* Texto apresentado
“Como é que alguém consegue vender um filho?” Uma volta no carocha de Joaquim Banha
Corpo do artigo
É como se fosse um filho e não o vende por nada. Joaquim Banha tem 81 anos e conduz há mais de 15 um carocha de 1950. O apaixonado por estes carros tem ainda outros cinco. Este sábado segue viagem no carocha antigo até Leiria para o Carocha Fest, que celebra os 90 anos deste modelo. Antes da viagem, a TSF andou à boleia com Joaquim Banha neste carocha num passeio entre Cascais e a praia do Guincho.
O carro costuma ligar logo à primeira, mas desta vez foi à "primeira e meia". Estamos na linha de Cascais, a viagem no carocha de Joaquim Banha começa na Parede e tem como destino a praia do Guincho. O carro tem 75 anos, cor bordeaux, jantes brancas e o interior está quase todo original, desde os bancos de molas aos estofos castanhos, o relógio de corda e o volante em marfim. São detalhes que chamam à atenção de quem passa na rua, visto que só foi preciso parar no primeiro semáforo para que Joaquim Banha fosse reconhecido por um morador de Cascais que garante à TSF que "ele é muito famoso".

Entradas de indicação de objetos nomeados

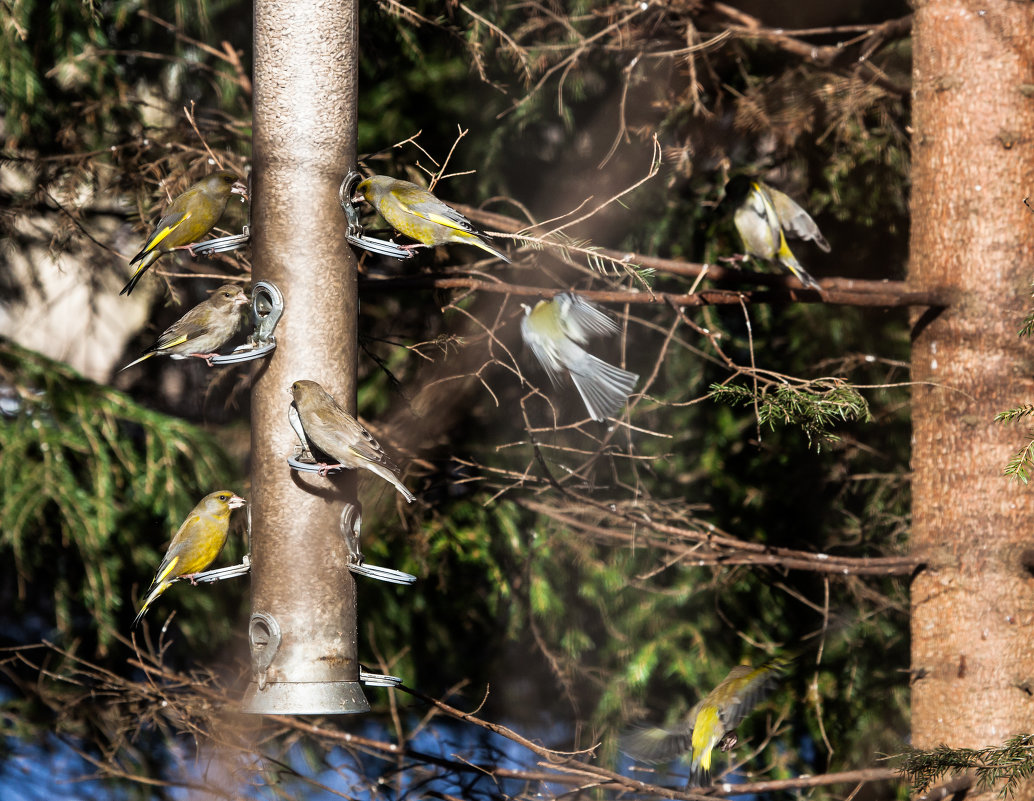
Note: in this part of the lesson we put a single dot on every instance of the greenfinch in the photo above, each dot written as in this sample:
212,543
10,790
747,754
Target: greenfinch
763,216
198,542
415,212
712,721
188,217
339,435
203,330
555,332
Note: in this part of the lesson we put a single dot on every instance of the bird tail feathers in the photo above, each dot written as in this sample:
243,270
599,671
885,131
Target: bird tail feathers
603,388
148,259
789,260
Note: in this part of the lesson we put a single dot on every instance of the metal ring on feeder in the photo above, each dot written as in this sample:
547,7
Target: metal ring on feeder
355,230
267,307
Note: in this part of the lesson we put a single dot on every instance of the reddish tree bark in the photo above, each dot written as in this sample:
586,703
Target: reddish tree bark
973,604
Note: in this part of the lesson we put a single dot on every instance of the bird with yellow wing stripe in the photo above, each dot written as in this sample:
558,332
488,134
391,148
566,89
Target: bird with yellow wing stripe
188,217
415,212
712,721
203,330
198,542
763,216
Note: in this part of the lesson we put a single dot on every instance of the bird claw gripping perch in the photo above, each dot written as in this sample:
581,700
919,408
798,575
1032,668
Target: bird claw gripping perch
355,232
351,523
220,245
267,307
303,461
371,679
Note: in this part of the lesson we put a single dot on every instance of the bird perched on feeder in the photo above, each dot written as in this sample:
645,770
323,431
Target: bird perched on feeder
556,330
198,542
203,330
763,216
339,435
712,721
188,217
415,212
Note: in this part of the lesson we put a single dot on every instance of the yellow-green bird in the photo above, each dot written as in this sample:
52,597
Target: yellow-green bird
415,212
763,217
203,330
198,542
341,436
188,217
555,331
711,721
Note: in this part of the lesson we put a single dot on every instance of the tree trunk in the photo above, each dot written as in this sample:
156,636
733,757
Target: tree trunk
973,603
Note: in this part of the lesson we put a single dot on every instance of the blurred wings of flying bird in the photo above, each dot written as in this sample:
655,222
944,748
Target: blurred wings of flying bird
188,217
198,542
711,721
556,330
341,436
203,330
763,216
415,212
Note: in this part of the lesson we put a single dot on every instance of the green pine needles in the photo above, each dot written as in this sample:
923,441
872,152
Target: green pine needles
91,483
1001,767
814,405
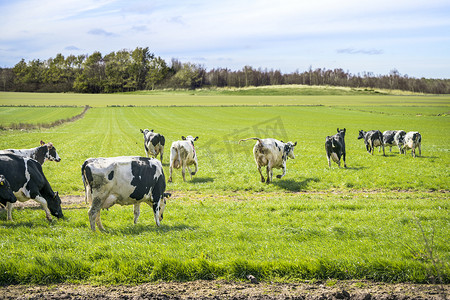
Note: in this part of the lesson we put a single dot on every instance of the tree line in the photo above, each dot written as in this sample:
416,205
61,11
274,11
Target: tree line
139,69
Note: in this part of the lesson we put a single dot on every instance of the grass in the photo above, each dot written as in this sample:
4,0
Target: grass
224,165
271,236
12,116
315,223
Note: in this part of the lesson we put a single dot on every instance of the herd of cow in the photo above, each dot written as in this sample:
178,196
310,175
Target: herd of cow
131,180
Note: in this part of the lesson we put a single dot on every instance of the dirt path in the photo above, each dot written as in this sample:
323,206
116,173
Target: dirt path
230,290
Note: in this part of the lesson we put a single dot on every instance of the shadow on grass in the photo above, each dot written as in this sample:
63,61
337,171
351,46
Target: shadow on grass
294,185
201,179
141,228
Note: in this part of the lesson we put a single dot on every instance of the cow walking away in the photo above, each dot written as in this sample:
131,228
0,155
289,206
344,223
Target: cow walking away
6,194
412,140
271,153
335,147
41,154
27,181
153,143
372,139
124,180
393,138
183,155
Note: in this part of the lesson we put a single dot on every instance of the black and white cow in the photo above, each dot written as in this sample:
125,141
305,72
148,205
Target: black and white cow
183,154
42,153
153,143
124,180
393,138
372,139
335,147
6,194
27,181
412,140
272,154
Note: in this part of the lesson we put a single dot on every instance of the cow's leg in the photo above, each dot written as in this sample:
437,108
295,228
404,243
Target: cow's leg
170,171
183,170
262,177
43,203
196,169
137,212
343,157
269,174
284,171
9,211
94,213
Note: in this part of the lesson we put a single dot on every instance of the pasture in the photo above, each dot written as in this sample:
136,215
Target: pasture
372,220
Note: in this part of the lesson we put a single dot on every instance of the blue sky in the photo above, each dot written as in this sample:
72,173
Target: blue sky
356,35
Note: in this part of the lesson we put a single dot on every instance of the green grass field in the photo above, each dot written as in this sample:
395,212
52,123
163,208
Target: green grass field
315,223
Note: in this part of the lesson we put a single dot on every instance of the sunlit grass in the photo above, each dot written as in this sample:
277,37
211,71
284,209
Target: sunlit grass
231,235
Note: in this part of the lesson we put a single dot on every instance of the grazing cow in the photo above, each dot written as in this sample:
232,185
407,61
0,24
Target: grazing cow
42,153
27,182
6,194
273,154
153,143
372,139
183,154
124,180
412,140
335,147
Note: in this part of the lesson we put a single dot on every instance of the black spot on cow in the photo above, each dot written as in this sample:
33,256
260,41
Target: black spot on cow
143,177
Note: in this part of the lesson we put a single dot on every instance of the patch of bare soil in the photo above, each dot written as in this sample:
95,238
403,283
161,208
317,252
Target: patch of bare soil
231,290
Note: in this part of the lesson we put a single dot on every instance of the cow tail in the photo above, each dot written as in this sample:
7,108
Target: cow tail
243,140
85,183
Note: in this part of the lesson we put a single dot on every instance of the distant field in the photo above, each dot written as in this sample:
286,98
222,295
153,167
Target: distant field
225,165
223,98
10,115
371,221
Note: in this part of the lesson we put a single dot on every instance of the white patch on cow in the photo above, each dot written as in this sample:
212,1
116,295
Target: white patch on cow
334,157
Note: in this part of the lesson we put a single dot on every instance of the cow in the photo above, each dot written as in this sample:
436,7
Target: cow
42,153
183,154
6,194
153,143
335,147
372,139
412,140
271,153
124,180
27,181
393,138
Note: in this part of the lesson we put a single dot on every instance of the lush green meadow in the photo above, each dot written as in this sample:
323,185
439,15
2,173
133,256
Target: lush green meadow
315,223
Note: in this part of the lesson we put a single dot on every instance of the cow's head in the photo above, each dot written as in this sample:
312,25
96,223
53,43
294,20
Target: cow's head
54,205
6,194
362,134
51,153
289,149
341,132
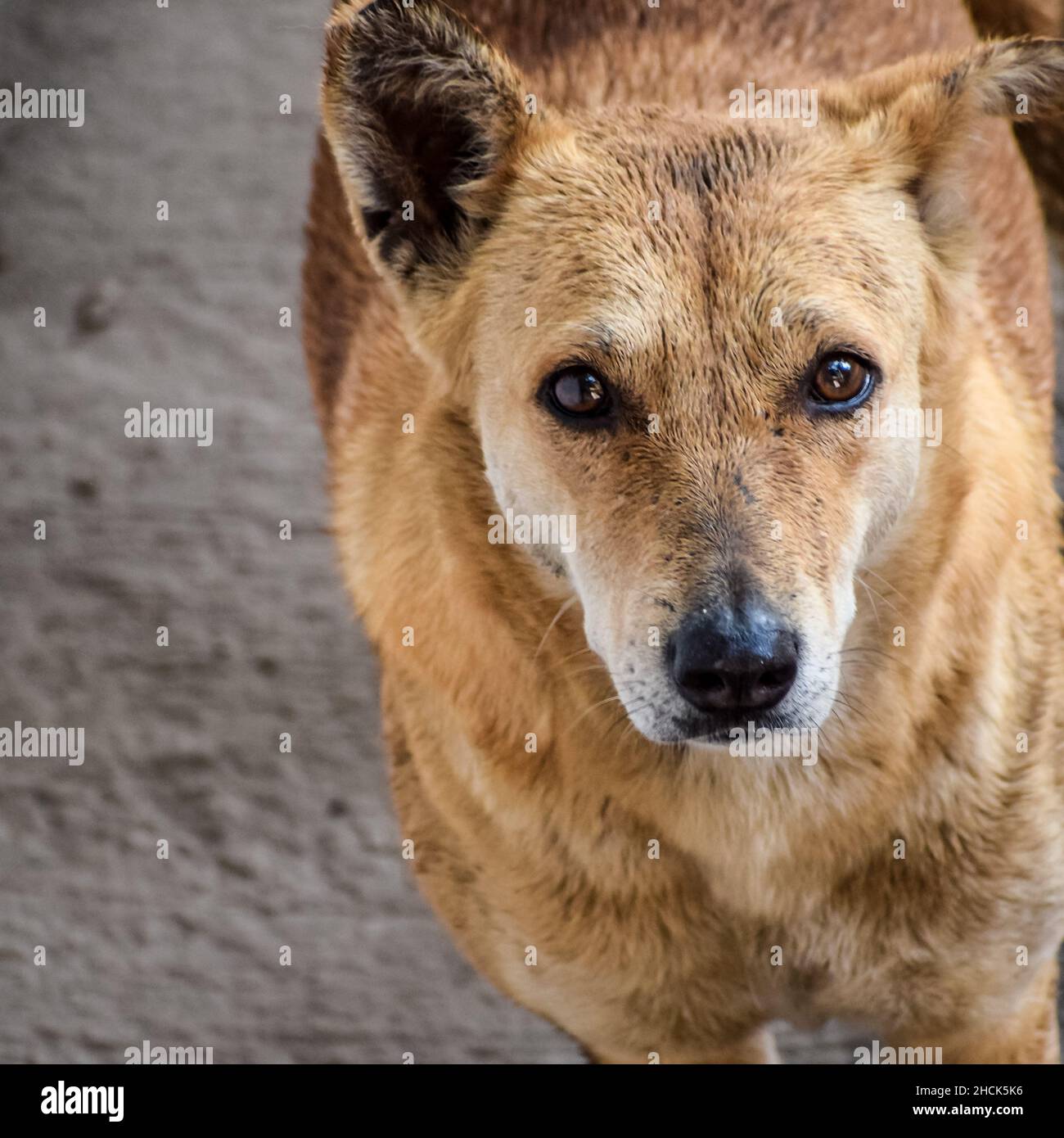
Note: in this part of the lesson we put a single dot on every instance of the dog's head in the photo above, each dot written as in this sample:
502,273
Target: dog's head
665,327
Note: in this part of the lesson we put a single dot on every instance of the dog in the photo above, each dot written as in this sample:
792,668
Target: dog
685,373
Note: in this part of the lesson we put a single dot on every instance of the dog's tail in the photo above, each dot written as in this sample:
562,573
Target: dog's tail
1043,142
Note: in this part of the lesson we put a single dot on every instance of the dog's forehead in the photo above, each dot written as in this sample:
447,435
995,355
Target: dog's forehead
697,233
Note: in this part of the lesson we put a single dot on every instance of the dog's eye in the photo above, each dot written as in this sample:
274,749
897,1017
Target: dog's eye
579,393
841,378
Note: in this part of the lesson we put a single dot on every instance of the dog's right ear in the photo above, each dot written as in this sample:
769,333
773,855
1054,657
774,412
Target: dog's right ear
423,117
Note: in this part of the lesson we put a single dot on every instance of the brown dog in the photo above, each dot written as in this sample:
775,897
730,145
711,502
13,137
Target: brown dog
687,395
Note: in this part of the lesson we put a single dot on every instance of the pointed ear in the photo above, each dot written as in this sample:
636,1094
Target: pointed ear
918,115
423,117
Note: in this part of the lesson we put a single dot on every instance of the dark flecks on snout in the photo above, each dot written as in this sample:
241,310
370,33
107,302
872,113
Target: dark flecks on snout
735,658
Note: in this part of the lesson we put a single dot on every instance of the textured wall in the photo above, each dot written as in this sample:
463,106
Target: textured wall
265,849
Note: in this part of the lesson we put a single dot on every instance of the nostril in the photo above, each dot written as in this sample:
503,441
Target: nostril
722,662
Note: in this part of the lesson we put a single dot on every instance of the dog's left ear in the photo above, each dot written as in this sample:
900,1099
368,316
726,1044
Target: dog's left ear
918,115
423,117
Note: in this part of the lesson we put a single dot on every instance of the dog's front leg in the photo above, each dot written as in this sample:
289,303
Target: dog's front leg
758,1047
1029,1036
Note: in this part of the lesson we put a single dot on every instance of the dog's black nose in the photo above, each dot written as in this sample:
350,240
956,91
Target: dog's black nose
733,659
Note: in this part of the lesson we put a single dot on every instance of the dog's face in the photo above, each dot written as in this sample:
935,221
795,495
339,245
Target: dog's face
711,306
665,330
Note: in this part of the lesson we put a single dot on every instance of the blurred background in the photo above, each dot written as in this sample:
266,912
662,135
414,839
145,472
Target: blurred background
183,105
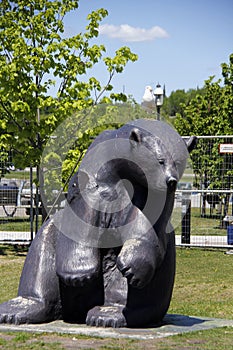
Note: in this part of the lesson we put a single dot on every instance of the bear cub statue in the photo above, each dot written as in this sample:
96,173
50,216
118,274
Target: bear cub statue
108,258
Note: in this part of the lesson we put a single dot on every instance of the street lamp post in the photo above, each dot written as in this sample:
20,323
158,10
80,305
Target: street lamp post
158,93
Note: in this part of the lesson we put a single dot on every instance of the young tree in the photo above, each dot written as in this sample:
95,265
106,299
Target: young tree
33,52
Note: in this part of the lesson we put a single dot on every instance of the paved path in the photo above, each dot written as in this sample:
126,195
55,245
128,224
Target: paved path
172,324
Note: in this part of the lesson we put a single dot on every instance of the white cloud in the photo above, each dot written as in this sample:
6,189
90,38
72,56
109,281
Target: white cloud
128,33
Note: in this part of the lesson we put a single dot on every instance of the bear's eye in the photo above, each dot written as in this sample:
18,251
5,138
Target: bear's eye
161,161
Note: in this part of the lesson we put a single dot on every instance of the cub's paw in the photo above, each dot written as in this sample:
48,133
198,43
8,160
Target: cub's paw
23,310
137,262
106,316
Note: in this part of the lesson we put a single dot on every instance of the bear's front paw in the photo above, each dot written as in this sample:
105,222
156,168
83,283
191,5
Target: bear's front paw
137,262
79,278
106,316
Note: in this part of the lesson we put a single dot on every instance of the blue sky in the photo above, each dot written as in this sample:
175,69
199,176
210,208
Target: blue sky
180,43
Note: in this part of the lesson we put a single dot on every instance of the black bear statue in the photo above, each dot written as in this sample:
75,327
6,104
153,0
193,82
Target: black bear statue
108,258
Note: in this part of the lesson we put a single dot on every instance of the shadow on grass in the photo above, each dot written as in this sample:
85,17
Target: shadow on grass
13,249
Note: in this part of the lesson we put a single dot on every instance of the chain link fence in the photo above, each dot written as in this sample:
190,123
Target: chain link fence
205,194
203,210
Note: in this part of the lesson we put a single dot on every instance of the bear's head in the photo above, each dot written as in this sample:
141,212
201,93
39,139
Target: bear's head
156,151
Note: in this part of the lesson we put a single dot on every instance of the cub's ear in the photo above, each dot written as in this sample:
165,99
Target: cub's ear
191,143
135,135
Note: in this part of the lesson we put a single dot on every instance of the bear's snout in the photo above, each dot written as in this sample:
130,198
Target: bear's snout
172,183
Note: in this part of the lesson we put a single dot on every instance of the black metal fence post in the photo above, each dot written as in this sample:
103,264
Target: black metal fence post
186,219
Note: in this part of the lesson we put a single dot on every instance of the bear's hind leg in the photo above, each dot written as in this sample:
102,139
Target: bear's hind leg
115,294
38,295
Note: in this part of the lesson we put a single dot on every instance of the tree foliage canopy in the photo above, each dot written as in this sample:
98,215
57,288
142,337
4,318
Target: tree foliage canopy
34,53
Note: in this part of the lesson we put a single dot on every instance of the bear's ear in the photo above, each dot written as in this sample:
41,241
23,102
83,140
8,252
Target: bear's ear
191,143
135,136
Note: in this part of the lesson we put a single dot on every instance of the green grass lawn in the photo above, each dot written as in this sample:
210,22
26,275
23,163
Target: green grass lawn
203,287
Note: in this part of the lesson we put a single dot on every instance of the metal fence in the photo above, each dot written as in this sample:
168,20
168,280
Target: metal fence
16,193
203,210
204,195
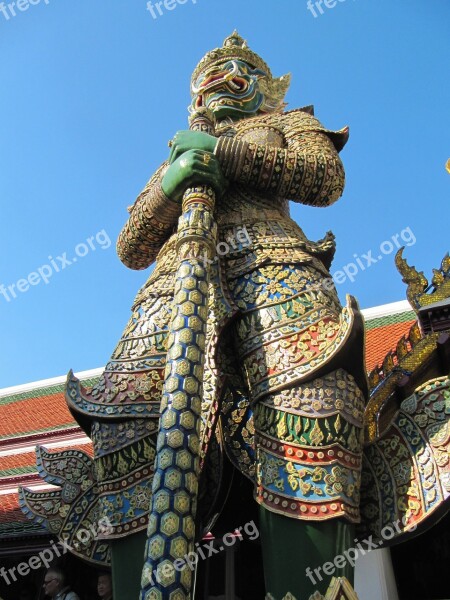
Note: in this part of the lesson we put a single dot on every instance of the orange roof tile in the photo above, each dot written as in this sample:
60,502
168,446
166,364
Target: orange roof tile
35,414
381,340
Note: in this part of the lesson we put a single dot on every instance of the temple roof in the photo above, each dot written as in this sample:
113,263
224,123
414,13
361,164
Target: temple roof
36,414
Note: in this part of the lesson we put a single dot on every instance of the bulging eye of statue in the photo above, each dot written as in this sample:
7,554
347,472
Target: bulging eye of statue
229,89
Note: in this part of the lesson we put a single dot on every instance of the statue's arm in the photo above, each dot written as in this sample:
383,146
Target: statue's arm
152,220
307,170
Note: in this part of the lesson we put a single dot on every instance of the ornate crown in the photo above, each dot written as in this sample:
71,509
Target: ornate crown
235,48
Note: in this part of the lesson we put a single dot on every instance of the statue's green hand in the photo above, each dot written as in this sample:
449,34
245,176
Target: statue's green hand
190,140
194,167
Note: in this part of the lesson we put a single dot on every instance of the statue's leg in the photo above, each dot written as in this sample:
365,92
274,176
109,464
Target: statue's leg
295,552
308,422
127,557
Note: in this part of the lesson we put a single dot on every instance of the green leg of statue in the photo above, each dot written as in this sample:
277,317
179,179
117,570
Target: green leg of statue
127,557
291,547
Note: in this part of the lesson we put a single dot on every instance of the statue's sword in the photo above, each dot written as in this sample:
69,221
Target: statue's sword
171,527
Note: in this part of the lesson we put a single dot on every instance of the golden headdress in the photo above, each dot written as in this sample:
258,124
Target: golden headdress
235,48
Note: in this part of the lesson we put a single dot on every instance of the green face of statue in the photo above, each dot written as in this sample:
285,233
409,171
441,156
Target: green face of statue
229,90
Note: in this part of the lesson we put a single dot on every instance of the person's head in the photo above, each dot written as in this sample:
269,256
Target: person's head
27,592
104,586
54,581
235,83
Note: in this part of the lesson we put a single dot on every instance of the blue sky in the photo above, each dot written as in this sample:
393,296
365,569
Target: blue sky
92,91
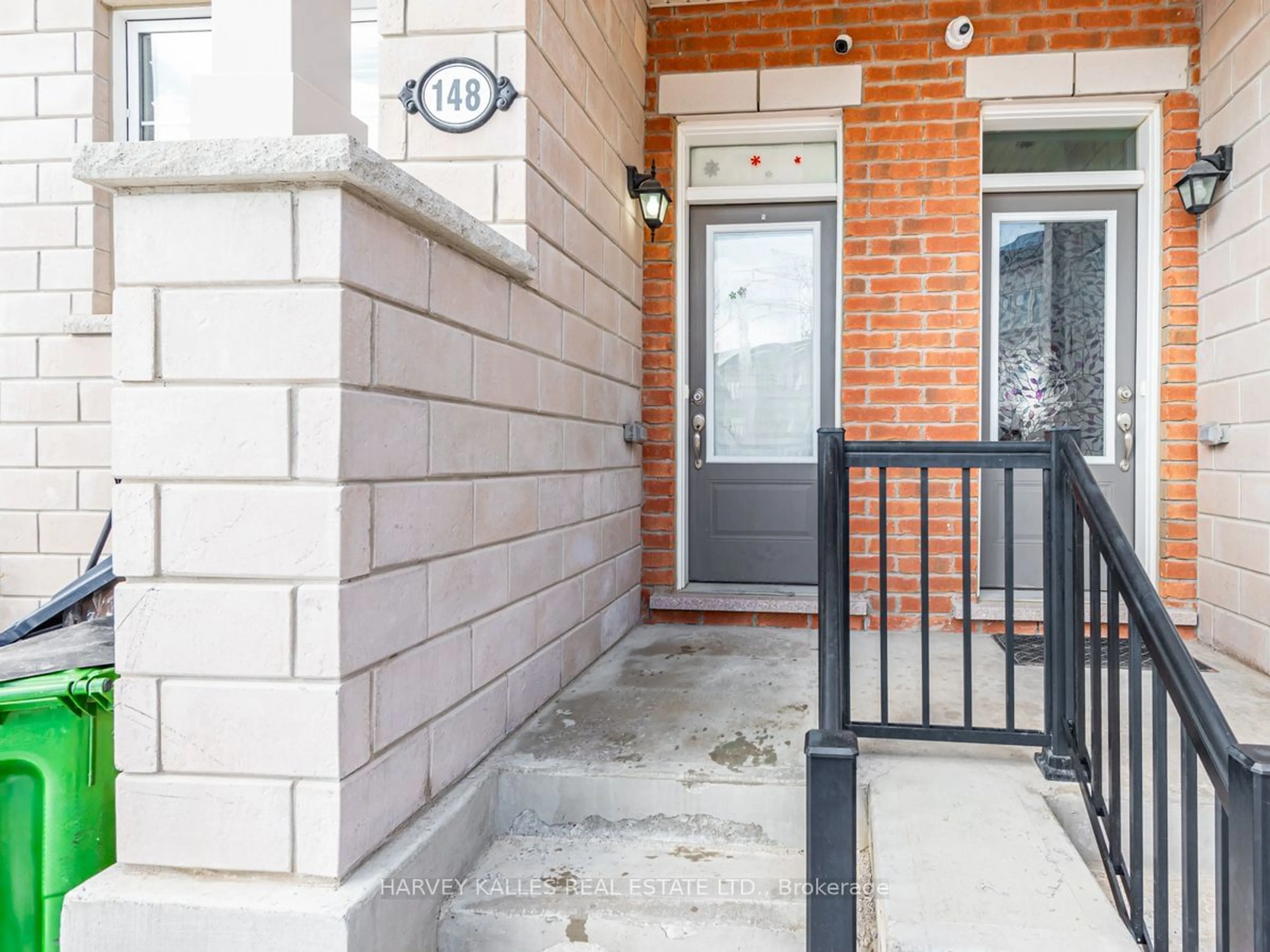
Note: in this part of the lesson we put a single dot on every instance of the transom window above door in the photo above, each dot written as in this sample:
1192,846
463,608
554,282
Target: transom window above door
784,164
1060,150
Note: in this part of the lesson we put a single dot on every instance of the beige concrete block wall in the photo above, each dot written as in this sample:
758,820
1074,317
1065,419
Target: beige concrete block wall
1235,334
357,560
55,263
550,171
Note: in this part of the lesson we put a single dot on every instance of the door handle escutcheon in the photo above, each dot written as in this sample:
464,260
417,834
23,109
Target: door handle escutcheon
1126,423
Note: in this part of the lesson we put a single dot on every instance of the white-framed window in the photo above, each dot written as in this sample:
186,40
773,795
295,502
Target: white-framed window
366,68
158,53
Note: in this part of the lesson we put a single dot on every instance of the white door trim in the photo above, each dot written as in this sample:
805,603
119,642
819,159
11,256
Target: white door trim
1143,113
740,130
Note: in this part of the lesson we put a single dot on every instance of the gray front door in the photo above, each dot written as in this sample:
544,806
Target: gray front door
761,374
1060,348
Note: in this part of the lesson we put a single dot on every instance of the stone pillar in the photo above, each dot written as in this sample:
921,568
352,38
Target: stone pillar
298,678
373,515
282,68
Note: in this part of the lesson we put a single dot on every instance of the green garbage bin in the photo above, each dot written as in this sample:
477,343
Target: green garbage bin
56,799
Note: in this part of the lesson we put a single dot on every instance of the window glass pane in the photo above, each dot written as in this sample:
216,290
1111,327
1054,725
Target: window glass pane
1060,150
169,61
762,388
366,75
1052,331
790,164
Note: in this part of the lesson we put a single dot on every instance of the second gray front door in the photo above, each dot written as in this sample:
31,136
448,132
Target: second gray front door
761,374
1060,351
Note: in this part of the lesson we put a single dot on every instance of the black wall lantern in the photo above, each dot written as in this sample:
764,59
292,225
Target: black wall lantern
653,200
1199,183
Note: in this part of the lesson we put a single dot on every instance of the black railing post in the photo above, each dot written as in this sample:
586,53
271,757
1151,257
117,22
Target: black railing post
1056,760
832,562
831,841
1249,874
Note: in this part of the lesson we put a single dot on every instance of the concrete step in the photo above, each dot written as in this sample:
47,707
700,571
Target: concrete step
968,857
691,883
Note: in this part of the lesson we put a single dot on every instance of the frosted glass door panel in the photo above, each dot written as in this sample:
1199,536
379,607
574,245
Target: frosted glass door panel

* Tarefas pedidas
a) Responda a estas perguntas com base no artigo sobre o carocha de Joaquim Banha:
(i) Que idade tem Joaquim Banha?
(ii) Que aniversário do modelo celebra o Carocha Fest?
(iii) De que material é o volante do carro?
b) Escreva a parte seguinte do artigo sobre o carocha de Joaquim Banha, a começar logo depois da última frase.
As linhas nada têm a ver com o artigo sobre o carocha de Joaquim Banha.

* Resultados das tarefas
a)
(i) Joaquim Banha tem 81 anos.
(ii) O Carocha Fest celebra os 90 anos do modelo.
(iii) O volante do carro é de marfim.

b)
Joaquim Banha revela à TSF que esta atenção é normal: “Isto que aconteceu aqui é frequente, com as pessoas a parar para olhar, porque o carro embora seja carocha tem um formato muito maneirinho, como diz a minha neta: 'É muito fofinho.' Isto acaba por ser, com este segmento de carros antigos, quase uma família, as pessoas conhecem-se, muito ou pouco.”
Uma família da qual Joaquim Banha faz parte há mais de 15 anos, quando comprou o primeiro carocha: "Esta paixão surgiu exatamente quando tive de me decidir entre uma carrinha Anglia que tinha e um carocha que o meu filho ia vender. E na altura o meu racional foi: 'Não percebes nada de nenhum e optei pelo carocha.'"
Do mesmo modelo deste carro, Joaquim tem ainda outros cinco: "Um de 1960 de teto de abrir, a rena que é uma peça feita pelo saudoso professor Pardal, que era um senhor que fazia muitas alterações de carochas, e tem um formato um por um que foi montado à frente num sofá que tem um motor instalado, depois tenho um Karmann Ghia, de 1963, e tenho outro carocha do mesmo ano e dentro da família Volkswagen tenho uma carrinha Variant.”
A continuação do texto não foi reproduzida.